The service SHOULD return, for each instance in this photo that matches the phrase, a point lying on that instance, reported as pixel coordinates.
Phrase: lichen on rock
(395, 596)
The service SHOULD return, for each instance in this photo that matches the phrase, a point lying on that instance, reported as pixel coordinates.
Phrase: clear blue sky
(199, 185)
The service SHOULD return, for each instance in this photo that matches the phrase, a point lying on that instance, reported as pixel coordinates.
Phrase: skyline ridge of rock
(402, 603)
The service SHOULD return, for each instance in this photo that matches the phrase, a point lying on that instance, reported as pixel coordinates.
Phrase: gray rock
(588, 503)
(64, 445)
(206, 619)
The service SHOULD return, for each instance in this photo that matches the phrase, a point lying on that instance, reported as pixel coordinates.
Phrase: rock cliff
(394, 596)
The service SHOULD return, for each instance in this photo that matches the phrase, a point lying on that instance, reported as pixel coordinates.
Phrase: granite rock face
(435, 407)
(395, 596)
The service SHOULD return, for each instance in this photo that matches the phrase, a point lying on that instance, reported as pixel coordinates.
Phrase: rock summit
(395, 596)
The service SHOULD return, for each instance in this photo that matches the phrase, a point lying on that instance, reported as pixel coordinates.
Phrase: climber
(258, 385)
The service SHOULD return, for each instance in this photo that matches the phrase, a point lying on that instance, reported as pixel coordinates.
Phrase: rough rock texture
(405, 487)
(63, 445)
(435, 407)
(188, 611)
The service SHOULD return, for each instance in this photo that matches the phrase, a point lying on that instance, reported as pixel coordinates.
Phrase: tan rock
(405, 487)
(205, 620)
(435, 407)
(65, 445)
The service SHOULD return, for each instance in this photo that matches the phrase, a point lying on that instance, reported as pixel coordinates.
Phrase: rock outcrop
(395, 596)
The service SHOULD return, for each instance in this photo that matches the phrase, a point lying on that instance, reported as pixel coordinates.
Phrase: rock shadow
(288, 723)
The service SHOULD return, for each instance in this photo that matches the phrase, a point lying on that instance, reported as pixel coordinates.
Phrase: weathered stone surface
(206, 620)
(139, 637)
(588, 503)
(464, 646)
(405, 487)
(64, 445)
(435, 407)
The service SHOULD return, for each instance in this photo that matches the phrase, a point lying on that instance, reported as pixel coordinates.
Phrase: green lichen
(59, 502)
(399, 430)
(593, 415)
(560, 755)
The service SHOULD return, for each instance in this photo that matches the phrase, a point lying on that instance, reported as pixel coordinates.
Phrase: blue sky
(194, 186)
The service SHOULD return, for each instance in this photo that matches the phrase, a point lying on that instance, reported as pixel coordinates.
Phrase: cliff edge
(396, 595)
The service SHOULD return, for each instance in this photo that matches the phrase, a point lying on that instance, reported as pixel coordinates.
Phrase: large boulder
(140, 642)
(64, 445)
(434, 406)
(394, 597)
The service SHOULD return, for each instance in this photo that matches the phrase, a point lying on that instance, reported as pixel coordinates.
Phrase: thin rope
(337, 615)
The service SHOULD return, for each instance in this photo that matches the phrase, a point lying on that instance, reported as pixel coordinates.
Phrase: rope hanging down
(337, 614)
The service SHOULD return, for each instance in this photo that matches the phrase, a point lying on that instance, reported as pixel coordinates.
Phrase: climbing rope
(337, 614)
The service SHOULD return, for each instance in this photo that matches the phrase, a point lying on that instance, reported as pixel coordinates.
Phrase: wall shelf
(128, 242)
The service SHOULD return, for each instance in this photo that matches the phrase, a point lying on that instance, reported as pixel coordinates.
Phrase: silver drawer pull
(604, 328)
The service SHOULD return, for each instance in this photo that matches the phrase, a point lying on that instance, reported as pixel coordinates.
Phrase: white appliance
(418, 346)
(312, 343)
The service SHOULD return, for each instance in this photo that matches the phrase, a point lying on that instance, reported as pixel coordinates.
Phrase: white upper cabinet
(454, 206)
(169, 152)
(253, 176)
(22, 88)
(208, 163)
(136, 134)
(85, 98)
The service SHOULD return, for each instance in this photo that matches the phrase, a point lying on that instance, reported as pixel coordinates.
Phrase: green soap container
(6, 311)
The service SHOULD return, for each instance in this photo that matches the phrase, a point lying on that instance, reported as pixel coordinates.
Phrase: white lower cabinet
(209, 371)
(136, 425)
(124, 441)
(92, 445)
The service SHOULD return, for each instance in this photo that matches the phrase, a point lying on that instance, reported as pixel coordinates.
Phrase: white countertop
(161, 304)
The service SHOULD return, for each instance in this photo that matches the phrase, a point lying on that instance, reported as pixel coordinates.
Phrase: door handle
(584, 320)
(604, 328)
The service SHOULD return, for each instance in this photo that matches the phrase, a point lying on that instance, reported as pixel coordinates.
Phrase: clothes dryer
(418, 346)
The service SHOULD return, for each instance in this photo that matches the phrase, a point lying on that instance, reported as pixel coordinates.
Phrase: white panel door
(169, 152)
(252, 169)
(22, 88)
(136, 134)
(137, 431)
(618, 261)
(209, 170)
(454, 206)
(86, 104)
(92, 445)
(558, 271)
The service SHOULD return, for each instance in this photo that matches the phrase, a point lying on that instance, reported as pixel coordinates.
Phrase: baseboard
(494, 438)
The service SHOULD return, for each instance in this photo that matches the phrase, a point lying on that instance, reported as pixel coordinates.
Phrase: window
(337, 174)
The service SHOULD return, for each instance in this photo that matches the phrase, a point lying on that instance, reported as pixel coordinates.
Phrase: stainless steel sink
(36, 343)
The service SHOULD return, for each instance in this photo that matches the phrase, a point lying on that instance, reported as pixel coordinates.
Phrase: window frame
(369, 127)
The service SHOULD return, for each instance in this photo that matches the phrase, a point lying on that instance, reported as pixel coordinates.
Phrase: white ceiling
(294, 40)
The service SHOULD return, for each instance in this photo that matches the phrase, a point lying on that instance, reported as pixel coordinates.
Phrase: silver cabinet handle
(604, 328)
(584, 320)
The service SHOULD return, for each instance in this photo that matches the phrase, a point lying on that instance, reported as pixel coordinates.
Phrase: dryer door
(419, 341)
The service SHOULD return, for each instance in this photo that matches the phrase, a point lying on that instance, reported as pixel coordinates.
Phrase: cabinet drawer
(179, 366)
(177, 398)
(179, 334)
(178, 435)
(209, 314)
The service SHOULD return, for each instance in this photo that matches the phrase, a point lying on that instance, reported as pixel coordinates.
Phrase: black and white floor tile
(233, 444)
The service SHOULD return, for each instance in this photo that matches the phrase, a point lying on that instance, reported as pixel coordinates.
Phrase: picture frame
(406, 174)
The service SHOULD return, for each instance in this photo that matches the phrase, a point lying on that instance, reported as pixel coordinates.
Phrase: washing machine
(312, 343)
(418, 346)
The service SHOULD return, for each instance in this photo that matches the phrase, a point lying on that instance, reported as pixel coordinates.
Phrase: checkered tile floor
··········
* _Exercise directions_
The answer is the data above, retyped exactly in full.

* _Written solution_
The service SHOULD return, for each instance in this photo that matches the phrase, a point lying on that instance, reported as pixel coordinates.
Phrase: lichen on rock
(395, 596)
The service SHOULD return, for each instance in this photo that matches the phrase, a point lying on that instance, reported as pixel coordinates.
Phrase: clear blue sky
(199, 185)
The service SHOULD return, for each instance in this photo that matches the phrase, a point lying on that instance, reported as pixel coordinates.
Phrase: skyline ridge of rock
(402, 603)
The service SHOULD return, for each instance in this photo that matches the phrase, a point lying on that instance, reported as pixel coordinates.
Phrase: gray rock
(588, 503)
(64, 445)
(206, 619)
The service SHOULD return, for each instance in this photo that matches the phrase, a point lying on that instance, reported as pixel coordinates.
Phrase: rock cliff
(394, 596)
The service SHOULD return, for each instance in this photo that matches the phrase, a point lying on that instance, reported as pixel coordinates.
Phrase: granite rock face
(435, 407)
(395, 596)
The service SHOULD return, for each instance in this photo that matches the phrase, a point lying on that instance, reported as pixel coordinates.
Phrase: rock summit
(395, 596)
The service SHOULD return, for each instance in this photo that matches the phrase, a point lying on that instance, reported as pixel coordinates.
Phrase: climber
(258, 385)
The service SHOULD return, for each instance in this photo that matches the phrase, a point lying on that instance, reported as pixel coordinates.
Phrase: rough rock texture
(405, 487)
(63, 445)
(435, 407)
(188, 611)
The service SHOULD return, for each instance in this photo that matches the phrase, a point lying on that instance, reported as pixel coordinates.
Phrase: tan rock
(405, 487)
(205, 620)
(435, 407)
(65, 445)
The service SHOULD return, for each instance in this photo that matches the phrase, a point lying on that instance, reported as pixel coordinates.
Phrase: rock outcrop
(395, 596)
The service SHOULD return, for each instance in this photo that matches the phrase, a point lying on that instance, reported as pixel coordinates.
Phrase: rock shadow
(288, 723)
The service SHOULD return, for each instance in this photo that matches the phrase, a point lying on that instance, reported as pixel coordinates.
Phrase: weathered stone surface
(206, 620)
(139, 637)
(588, 503)
(464, 646)
(405, 487)
(64, 445)
(435, 407)
The service SHOULD return, for each instance in this photo that matches the phrase, a point lying on that instance, reported as pixel coordinates.
Phrase: green lichen
(59, 502)
(399, 430)
(593, 415)
(560, 755)
The service SHOULD return, for each instance in this photo that matches the phrase, a point lying on that instance, reported as pixel coordinates.
Phrase: blue sky
(194, 186)
The service SHOULD return, for each instance in this photo that matches the phrase, a point lying on that instance, reported as pixel coordinates.
Phrase: cliff edge
(396, 595)
The service SHOULD return, for each instance in this photo that matches the phrase, a point lying on that instance, reported as pixel coordinates.
Phrase: large boulder
(140, 642)
(64, 445)
(434, 406)
(394, 597)
The service SHOULD return, for each instance in this photo that matches the phrase, a point lying on that instance, reported as pixel coordinates.
Phrase: thin rope
(337, 615)
The service SHOULD return, for each instance in this photo that matches the phrase, a point lying on that instance, reported as pixel coordinates.
Phrase: rope hanging down
(337, 614)
The service SHOULD return, for each instance in this photo that matches the phrase, a point lying on that instance, reported as pixel coordinates.
Phrase: climbing rope
(337, 614)
The service SHOULD return, for each instance in this photo that matches the phrase, a point lying on that instance, reported as pixel coordinates.
Phrase: wall shelf
(128, 242)
The service SHOULD return, for each instance in this photo that matches the phrase, a point lying on that instance, reported as pixel coordinates.
Phrase: silver drawer pull
(604, 328)
The service SHOULD return, for each instance in this photo that matches the phrase, a point lying on that instance, reported as pixel coordinates.
Phrase: white appliance
(418, 346)
(312, 343)
The service SHOULD return, for each instance in this photo that matches the phrase, a point lying on that instance, reported as pixel coordinates.
Phrase: white upper cabinet
(454, 206)
(169, 152)
(253, 176)
(22, 88)
(208, 163)
(136, 134)
(85, 98)
The service SHOULD return, for each instance in this photo that matches the phrase, a point lying on that instance, reported as pixel coordinates.
Phrase: green soap container
(6, 311)
The service SHOULD return, for each instance in this photo that matches the phrase, a point lying on that instance, reported as pixel coordinates.
Phrase: white lower cabinet
(209, 371)
(136, 425)
(124, 441)
(92, 445)
The service SHOULD return, for each instance in this photo that matches the phrase, a point lying on that instance, reported as pixel coordinates.
Phrase: white countertop
(161, 304)
The service SHOULD return, for each instance in this photo that matches the phrase, a point lying on that instance, reported as pixel coordinates.
Phrase: door handle
(584, 320)
(604, 328)
The service SHOULD return, for each instance in this photo that matches the phrase, a point lying on that instance, reported as pixel coordinates.
Phrase: clothes dryer
(418, 346)
The service SHOULD return, for each instance in this photo that matches the phrase, a point lying on that instance, reported as pixel coordinates.
Phrase: white panel door
(169, 152)
(252, 169)
(22, 88)
(136, 134)
(137, 431)
(618, 261)
(209, 170)
(454, 206)
(86, 104)
(92, 445)
(558, 271)
The service SHOULD return, for each instance in this photo that matches the phrase, a point lying on that instance, reported as pixel coordinates.
Phrase: baseboard
(494, 438)
The service SHOULD return, for each instance in this photo that matches the phrase, a point lying on that instance, reported as pixel coordinates.
Phrase: window
(337, 174)
The service SHOULD return, for each instance in this photo that matches the phrase, a point lying on that instance, reported as pixel coordinates.
Phrase: stainless steel sink
(36, 343)
The service SHOULD return, for each instance in this photo that matches the phrase, a point lying on that instance, reported as pixel coordinates.
Phrase: window frame
(369, 127)
The service SHOULD return, for each instance in this photo that matches the phrase, a point lying on that instance, reported as pixel coordinates.
Phrase: white ceiling
(294, 40)
The service SHOULD return, for each instance in this photo that matches the phrase, a point lying on that instance, reported as pixel coordinates.
Phrase: silver cabinet handle
(604, 328)
(584, 320)
The service SHOULD return, for each instance in this photo that matches the phrase, a point lying on that instance, reported as pixel coordinates.
Phrase: dryer door
(419, 341)
The service SHOULD return, for each instance in this photo that matches the phrase, a point lying on that instance, reported as pixel coordinates.
Phrase: cabinet drawer
(179, 366)
(177, 398)
(179, 334)
(178, 435)
(209, 314)
The service SHOULD return, for each instance in this photo that matches the phrase, a point lying on that instance, reported as pixel coordinates.
Phrase: black and white floor tile
(233, 444)
The service SHOULD return, for each instance in this photo that matches the phrase, a point lying on that instance, reported as pixel coordinates.
Phrase: picture frame
(406, 174)
The service SHOULD return, for each instance in this photo that matches the phrase, a point lying on that instance, reported as pixel coordinates.
Phrase: washing machine
(312, 343)
(418, 346)
The service SHOULD return, for each instance in this photo that matches the phrase, a point lying on that instance, reported as pixel coordinates.
Phrase: checkered tile floor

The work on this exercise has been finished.